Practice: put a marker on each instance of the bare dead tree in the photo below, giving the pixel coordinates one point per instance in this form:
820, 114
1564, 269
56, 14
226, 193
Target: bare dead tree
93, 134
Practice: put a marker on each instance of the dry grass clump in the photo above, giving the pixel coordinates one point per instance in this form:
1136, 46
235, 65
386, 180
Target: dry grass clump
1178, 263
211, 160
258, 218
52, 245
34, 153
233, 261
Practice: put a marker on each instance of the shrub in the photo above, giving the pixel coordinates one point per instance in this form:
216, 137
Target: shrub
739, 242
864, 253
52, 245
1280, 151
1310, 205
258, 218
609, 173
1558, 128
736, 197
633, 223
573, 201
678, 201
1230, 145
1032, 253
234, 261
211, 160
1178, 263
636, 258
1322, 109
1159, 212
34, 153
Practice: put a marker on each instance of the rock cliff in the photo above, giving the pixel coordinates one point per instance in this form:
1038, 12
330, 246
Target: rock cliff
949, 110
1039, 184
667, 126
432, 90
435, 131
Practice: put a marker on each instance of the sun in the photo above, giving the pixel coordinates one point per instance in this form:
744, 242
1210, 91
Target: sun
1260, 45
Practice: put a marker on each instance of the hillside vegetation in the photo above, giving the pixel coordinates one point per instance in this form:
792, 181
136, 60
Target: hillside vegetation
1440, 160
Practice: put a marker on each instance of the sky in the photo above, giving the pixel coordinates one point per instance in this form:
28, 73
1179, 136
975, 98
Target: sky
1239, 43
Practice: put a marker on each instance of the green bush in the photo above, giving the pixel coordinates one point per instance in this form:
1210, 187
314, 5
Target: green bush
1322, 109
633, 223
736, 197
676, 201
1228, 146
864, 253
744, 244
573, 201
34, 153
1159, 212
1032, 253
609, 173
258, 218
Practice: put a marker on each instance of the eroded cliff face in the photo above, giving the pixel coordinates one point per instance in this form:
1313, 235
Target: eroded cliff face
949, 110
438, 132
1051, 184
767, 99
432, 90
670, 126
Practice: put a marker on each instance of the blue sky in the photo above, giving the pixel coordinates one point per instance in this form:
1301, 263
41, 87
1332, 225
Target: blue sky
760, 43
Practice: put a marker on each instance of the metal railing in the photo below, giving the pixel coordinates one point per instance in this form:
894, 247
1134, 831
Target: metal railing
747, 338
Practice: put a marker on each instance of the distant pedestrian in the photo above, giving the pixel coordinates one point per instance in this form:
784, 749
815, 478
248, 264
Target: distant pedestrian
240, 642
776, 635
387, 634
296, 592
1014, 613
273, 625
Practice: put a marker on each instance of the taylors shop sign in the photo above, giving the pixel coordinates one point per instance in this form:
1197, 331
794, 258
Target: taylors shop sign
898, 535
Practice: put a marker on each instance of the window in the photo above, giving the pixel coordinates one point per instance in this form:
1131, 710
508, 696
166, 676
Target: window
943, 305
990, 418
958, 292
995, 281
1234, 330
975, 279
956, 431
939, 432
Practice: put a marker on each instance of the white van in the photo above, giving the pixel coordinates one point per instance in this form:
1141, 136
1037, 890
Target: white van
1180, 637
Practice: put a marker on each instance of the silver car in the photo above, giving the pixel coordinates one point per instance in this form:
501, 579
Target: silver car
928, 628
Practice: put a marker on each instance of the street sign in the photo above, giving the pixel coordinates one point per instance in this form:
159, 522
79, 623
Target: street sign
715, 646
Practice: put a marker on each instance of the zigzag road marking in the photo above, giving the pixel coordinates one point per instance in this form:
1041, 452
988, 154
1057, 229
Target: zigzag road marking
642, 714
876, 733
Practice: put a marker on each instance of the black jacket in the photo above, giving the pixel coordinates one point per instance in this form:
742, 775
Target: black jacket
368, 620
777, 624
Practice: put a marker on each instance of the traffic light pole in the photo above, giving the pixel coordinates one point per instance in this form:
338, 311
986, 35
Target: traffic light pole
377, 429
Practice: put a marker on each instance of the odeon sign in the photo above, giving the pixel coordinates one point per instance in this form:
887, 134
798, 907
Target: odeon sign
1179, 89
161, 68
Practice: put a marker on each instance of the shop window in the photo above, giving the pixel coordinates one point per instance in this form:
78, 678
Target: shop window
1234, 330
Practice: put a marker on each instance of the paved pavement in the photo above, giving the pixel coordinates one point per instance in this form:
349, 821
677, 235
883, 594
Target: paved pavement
--------
> Stated task:
Turn every line of the listing above into a Markdown table with the columns "Row" and "Listing line," numbering the rows in order and omitting blank lines.

> Complete response:
| Row | Listing line |
|---|---|
| 1 | Practice: put a marker on each instance of the bare dead tree in the photo below, giving the pixel coordinates one point per instance in this form: |
| 2 | 820, 114 |
| 3 | 1564, 269 |
| 4 | 56, 14 |
| 5 | 226, 193 |
| 6 | Target: bare dead tree |
| 7 | 93, 134 |
| 8 | Practice: put a marker on each instance of the dry grass clump in the photo above, giving the pixel coordinates one point per instance in this form: |
| 9 | 1136, 46 |
| 10 | 235, 65 |
| 11 | 386, 180 |
| 12 | Target: dry grass clump |
| 13 | 1178, 263 |
| 14 | 211, 160 |
| 15 | 258, 218 |
| 16 | 52, 245 |
| 17 | 34, 153 |
| 18 | 233, 261 |
| 19 | Practice: put a marker on each instance of the shrub in the photo above, giving the pixel coordinates one point per instance in this form: |
| 20 | 216, 137 |
| 21 | Target: shrub |
| 22 | 739, 242 |
| 23 | 864, 253 |
| 24 | 52, 245 |
| 25 | 1280, 151 |
| 26 | 1310, 205 |
| 27 | 258, 218 |
| 28 | 609, 173 |
| 29 | 1558, 128 |
| 30 | 736, 197 |
| 31 | 633, 223 |
| 32 | 573, 201 |
| 33 | 678, 201 |
| 34 | 1230, 145 |
| 35 | 1032, 253 |
| 36 | 234, 261 |
| 37 | 211, 160 |
| 38 | 1178, 263 |
| 39 | 636, 258 |
| 40 | 1322, 109 |
| 41 | 1159, 212 |
| 42 | 34, 153 |
| 43 | Practice: put a marker on each instance of the rock cliff in the photo above, giving the pixel coordinates one point per instance in this form: |
| 44 | 1038, 12 |
| 45 | 330, 246 |
| 46 | Target: rock cliff |
| 47 | 949, 110 |
| 48 | 1039, 184 |
| 49 | 667, 126 |
| 50 | 432, 90 |
| 51 | 435, 131 |
| 52 | Practice: put a marker on each instance of the sun in the photo above, giving the pixel coordinates one point per instance in this form: |
| 53 | 744, 242 |
| 54 | 1210, 91 |
| 55 | Target: sun |
| 56 | 1260, 45 |
| 57 | Practice: put a marker on each instance of the hillside vegetation in the photo above, giving the pixel coordinates one point per instance in this form: |
| 58 | 792, 181 |
| 59 | 136, 60 |
| 60 | Target: hillside vegetation |
| 61 | 1440, 160 |
| 62 | Practice: put a marker on each instance of the sky in the photo above, giving the pixel coordinates one point per instance in this form: |
| 63 | 28, 73 |
| 64 | 1179, 136 |
| 65 | 975, 98 |
| 66 | Target: sky |
| 67 | 1239, 43 |
| 68 | Practice: put a marker on each instance of the green bush in the photo above, giving the pixel coordinates one point per instance in this form: |
| 69 | 1210, 187 |
| 70 | 314, 5 |
| 71 | Target: green bush |
| 72 | 1322, 109 |
| 73 | 633, 223 |
| 74 | 736, 197 |
| 75 | 676, 201 |
| 76 | 1228, 146 |
| 77 | 864, 253 |
| 78 | 744, 244 |
| 79 | 573, 201 |
| 80 | 34, 153 |
| 81 | 1159, 212 |
| 82 | 1032, 253 |
| 83 | 609, 173 |
| 84 | 258, 218 |
| 85 | Practice: put a marker on each instance of the eroded cliff face in the photo above, giving the pixel coordinates one point per instance in this form: |
| 86 | 1313, 235 |
| 87 | Target: eroded cliff face |
| 88 | 949, 110 |
| 89 | 438, 132 |
| 90 | 1051, 184 |
| 91 | 767, 99 |
| 92 | 432, 90 |
| 93 | 670, 126 |
| 94 | Practice: put a marker on each instance of the blue sky in the photo above, giving the pixel coordinates one point per instance in this form: |
| 95 | 1301, 263 |
| 96 | 41, 87 |
| 97 | 1332, 225 |
| 98 | Target: blue sky |
| 99 | 760, 43 |
| 100 | Practice: put a marker on each instance of the metal railing in the photo below, giving the pixel coordinates one point per instance in this form: |
| 101 | 894, 247 |
| 102 | 1134, 831 |
| 103 | Target: metal railing |
| 104 | 747, 338 |
| 105 | Practice: put a marker on each instance of the distant pedestrian in the photo above, giving the pixel coordinates one point per instance in this form: |
| 106 | 784, 749 |
| 107 | 815, 478 |
| 108 | 248, 264 |
| 109 | Target: distant pedestrian |
| 110 | 240, 642 |
| 111 | 776, 635 |
| 112 | 387, 634 |
| 113 | 296, 592 |
| 114 | 1014, 613 |
| 115 | 273, 625 |
| 116 | Practice: put a marker on each instance of the taylors shop sign in the photo above, giving the pixel coordinates one point per instance in this form: |
| 117 | 1197, 331 |
| 118 | 794, 258 |
| 119 | Target: taylors shop sign |
| 120 | 898, 535 |
| 121 | Practice: put a marker on each instance of the window in the photo above, giving the pixel coordinates one point per instance in this form: |
| 122 | 1131, 710 |
| 123 | 508, 696 |
| 124 | 166, 676 |
| 125 | Target: window |
| 126 | 943, 305 |
| 127 | 990, 418 |
| 128 | 958, 292 |
| 129 | 995, 281 |
| 130 | 1234, 330 |
| 131 | 975, 279 |
| 132 | 956, 431 |
| 133 | 939, 432 |
| 134 | Practice: put a marker on each instance of the white van in the photo above, giving the pixel coordinates one point per instance in this form: |
| 135 | 1141, 136 |
| 136 | 1037, 890 |
| 137 | Target: white van |
| 138 | 1180, 637 |
| 139 | Practice: put a marker on each instance of the silver car in the photo above, giving the pixel coordinates one point per instance in this form: |
| 140 | 501, 579 |
| 141 | Target: silver car |
| 142 | 928, 628 |
| 143 | Practice: put a marker on each instance of the street sign in the photo above, giving the pixel coordinates one point per instance in this form: |
| 144 | 159, 522 |
| 145 | 79, 623 |
| 146 | Target: street sign |
| 147 | 715, 646 |
| 148 | Practice: put a marker on each instance of the zigzag road marking in the photo above, giving the pixel coordinates one point per instance in this form: |
| 149 | 1041, 452 |
| 150 | 988, 154 |
| 151 | 1057, 229 |
| 152 | Target: zigzag road marking |
| 153 | 642, 714 |
| 154 | 876, 733 |
| 155 | Practice: put a marker on each instance of the black jacket in the photo above, giving the pixel coordinates one point per instance in this form: |
| 156 | 742, 775 |
| 157 | Target: black jacket |
| 158 | 368, 620 |
| 159 | 777, 624 |
| 160 | Practice: put a marker on each instance of the traffic light pole in the photo above, giving the pixel coordinates one point per instance in this form: |
| 161 | 338, 311 |
| 162 | 986, 35 |
| 163 | Target: traffic light pole |
| 164 | 377, 429 |
| 165 | Practice: put a marker on each instance of the odeon sign in the photo above, giving the pixel coordinates one point per instance in this form: |
| 166 | 887, 134 |
| 167 | 798, 907 |
| 168 | Target: odeon sign |
| 169 | 1179, 89 |
| 170 | 161, 68 |
| 171 | Practice: put a marker on each instance of the shop window in the photo above, giving the pixel coordinates one point per instance in this form: |
| 172 | 78, 678 |
| 173 | Target: shop window |
| 174 | 1234, 330 |
| 175 | Practice: put a marker on each instance of the paved pavement in the photo above, giving the pixel coordinates one point per instance in this form: |
| 176 | 349, 821 |
| 177 | 677, 235 |
| 178 | 883, 594 |
| 179 | Target: paved pavement |